# Reading passage
========================

Friday, July 24, 2015

Is Albania a dangerous place?

"Albanians are good people," my driver says in a Balkan accent that 15 ex-pat years in England failed to dissipate. "Albanians do anything for you. They help you. But just one thing," he warns. "Never cross an Albanian. He will never forget, and he will fuck you."

The bus from Gjirokastra had deposited me at an intersection 35 kilometres from my destination, the ancient hilltown of Berati, in a heat of as many degrees. It had skirted the mountains that divide the two towns and wound along the milky turquoise waters of the Vjosa river as close as it could indirectly take me, but from here, at Lushnja, the bus was going north and Berati was south.

I fumbled in Albanian to the conductor, "autobusi stacioni?" and he waved me down a rural road.

As I prepared to flag down the next bus, minibus or furgon, knowing it was unknown when one would appear, a Mercedes Benz pulled up. This was the second car to stop. I had declined the first offer for a ride because, though I'd done a great deal of it in my youth, hitch-hiking here hadn't occurred to me. Is it safe? But I'm clearly a visitor to the country, and it seems this is what's done. Albanians always take care of you.

========================

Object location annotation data
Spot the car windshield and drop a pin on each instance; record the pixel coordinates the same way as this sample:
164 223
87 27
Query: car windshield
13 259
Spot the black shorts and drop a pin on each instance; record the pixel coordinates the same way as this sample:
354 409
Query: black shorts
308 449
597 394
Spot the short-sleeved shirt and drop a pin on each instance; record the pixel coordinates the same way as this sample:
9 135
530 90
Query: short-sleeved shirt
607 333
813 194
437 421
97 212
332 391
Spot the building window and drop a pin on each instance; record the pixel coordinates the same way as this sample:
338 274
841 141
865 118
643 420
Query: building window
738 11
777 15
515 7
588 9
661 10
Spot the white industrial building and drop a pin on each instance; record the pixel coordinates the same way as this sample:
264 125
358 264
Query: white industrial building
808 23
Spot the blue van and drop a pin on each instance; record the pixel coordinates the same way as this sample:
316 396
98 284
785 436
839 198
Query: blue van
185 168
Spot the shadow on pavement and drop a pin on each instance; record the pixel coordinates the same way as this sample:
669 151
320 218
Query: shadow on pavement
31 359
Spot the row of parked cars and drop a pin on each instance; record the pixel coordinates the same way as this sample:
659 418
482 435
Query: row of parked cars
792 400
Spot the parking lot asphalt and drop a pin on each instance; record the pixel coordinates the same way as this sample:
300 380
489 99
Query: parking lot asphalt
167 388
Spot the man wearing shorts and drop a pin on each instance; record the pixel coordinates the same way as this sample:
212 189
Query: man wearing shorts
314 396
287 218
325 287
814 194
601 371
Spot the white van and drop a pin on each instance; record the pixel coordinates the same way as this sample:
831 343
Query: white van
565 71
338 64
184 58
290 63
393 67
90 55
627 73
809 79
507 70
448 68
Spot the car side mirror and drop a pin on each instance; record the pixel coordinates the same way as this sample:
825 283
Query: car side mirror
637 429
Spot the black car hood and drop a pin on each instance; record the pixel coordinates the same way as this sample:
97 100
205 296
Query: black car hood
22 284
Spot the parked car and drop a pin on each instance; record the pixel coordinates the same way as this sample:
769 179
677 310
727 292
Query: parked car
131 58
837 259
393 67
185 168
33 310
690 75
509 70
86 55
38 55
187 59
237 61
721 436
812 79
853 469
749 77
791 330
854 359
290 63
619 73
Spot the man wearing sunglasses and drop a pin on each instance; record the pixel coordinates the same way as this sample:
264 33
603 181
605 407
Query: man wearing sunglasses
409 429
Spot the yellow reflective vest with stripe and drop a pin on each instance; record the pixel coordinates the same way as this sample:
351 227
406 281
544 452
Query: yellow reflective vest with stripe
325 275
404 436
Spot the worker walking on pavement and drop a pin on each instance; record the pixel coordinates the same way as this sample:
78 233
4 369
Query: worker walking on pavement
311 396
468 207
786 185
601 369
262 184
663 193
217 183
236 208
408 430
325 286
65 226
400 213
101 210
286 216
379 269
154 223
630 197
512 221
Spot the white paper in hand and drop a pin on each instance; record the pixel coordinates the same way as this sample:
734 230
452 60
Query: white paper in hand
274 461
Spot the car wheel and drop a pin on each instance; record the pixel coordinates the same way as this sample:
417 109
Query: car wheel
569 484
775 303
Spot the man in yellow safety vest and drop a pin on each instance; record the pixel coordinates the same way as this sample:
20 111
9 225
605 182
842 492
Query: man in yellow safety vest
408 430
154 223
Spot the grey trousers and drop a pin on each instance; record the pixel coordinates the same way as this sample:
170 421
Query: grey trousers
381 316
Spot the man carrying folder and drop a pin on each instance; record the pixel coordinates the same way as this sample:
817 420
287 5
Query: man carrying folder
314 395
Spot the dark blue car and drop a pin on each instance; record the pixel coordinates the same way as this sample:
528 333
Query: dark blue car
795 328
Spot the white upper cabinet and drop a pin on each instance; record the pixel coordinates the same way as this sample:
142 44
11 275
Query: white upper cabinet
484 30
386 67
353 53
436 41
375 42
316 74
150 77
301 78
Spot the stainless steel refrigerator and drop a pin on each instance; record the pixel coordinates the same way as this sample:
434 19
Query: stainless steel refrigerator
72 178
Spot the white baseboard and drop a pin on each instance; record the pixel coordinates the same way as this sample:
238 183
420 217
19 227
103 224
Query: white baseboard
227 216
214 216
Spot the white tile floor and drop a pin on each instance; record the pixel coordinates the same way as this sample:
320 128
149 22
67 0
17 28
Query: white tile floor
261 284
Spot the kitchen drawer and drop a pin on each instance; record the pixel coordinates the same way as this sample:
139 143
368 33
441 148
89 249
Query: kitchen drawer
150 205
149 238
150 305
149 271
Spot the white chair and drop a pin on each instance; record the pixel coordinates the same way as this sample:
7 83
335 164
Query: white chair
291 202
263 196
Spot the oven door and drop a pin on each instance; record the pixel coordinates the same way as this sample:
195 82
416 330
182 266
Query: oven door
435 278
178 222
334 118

========================

# What the exercise asks
Duplicate the passage on travel in Albania from "I fumbled in" to "care of you.".

# Exercise result
I fumbled in Albanian to the conductor, "autobusi stacioni?" and he waved me down a rural road.

As I prepared to flag down the next bus, minibus or furgon, knowing it was unknown when one would appear, a Mercedes Benz pulled up. This was the second car to stop. I had declined the first offer for a ride because, though I'd done a great deal of it in my youth, hitch-hiking here hadn't occurred to me. Is it safe? But I'm clearly a visitor to the country, and it seems this is what's done. Albanians always take care of you.